- Job
Reproduce each record exactly.

[Coordinate annotation entries]
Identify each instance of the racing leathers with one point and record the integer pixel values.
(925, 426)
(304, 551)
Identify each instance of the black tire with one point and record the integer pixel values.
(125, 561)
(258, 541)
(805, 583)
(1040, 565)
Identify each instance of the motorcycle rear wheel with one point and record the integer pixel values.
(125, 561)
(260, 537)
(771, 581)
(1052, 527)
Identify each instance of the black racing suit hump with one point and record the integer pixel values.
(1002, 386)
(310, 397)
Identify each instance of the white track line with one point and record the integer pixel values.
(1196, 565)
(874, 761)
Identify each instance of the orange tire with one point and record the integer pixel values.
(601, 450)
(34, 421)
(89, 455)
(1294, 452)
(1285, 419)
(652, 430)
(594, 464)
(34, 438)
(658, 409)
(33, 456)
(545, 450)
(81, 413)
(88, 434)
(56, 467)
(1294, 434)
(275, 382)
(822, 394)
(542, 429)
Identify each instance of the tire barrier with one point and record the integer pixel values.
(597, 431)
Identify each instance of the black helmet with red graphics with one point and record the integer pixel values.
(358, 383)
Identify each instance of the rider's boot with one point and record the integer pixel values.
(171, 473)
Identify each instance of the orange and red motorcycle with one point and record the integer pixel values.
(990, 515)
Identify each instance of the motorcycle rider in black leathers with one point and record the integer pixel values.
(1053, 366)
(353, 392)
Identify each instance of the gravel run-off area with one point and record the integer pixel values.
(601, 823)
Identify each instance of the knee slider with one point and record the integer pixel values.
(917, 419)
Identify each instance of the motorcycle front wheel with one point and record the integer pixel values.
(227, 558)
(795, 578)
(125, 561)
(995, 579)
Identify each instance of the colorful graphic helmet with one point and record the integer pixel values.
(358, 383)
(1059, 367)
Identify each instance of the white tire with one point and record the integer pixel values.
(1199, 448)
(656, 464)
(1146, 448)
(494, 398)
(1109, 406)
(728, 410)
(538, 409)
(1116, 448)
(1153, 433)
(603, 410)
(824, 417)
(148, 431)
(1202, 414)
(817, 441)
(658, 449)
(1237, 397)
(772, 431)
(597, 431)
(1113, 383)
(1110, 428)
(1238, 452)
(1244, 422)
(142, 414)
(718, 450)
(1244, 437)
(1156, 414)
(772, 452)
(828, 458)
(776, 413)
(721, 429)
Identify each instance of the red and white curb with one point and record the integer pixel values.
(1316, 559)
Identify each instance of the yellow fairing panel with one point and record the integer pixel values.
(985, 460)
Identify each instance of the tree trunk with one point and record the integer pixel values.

- Exercise result
Identify each instance of the racing leathers with one point and record the integer pixel values.
(925, 426)
(304, 551)
Identify each instance of the black tire with one point and record the integer pixel values.
(125, 561)
(258, 541)
(805, 583)
(1040, 565)
Identify each instance of the motorcycle rear wheel with one point and record the integer pixel values.
(125, 561)
(260, 537)
(771, 581)
(1052, 527)
Identify each instance of the black racing suit hump with one point and record the integer pixel values.
(1002, 386)
(310, 397)
Identify each instance of the white track line with one point and record the integer pixel values.
(1196, 565)
(874, 761)
Identify each instance of the orange tire with one point and record the integer pixel values.
(601, 450)
(34, 421)
(89, 455)
(1294, 452)
(1285, 419)
(652, 430)
(594, 464)
(34, 438)
(658, 409)
(33, 456)
(545, 450)
(81, 413)
(88, 434)
(56, 467)
(1294, 434)
(275, 382)
(822, 394)
(542, 429)
Identify each instance of the tire barrier with one point and record the integer pixel values.
(597, 431)
Identify each instance of the black helmet with red graphics with one point and record the integer pixel values.
(358, 383)
Identify each instance of the rider's boot with one point and record the integer pixel values.
(171, 473)
Identify each instance of the orange and red motorcycle with one point and record the integer pixel values.
(990, 515)
Identify each instance of the motorcycle rider in black leathers with one point and record the integer pixel values.
(1053, 366)
(353, 392)
Identify each instance of the gravel run-off area with one point and record the integer pixel values.
(601, 823)
Identify each instance of the knee slider with one point and record the integer pixel values.
(917, 419)
Identify each instance of the motorcycle front wheel with one point and record the integer pixel values.
(227, 558)
(795, 578)
(125, 561)
(995, 579)
Identify each instance of the colorful graphic helmet with one point and record the integer pixel values.
(358, 383)
(1059, 367)
Identify each instance of the white tire with one point and record the integer pixel values.
(1199, 448)
(656, 464)
(1146, 448)
(494, 398)
(1109, 406)
(728, 410)
(538, 409)
(1116, 448)
(1153, 433)
(603, 410)
(824, 417)
(148, 431)
(1202, 414)
(817, 441)
(658, 449)
(1237, 397)
(772, 431)
(597, 431)
(1113, 383)
(1110, 428)
(1238, 452)
(1244, 422)
(142, 414)
(718, 450)
(1244, 437)
(1156, 414)
(772, 452)
(828, 458)
(776, 413)
(721, 429)
Identify each instance of the red and white curb with one point and record the integer pixel values.
(1316, 559)
Identify each instance of the yellow fairing panel with one point and record the integer pixel values.
(985, 460)
Identify each instance of the tree trunk with one point and record the integer pixel values.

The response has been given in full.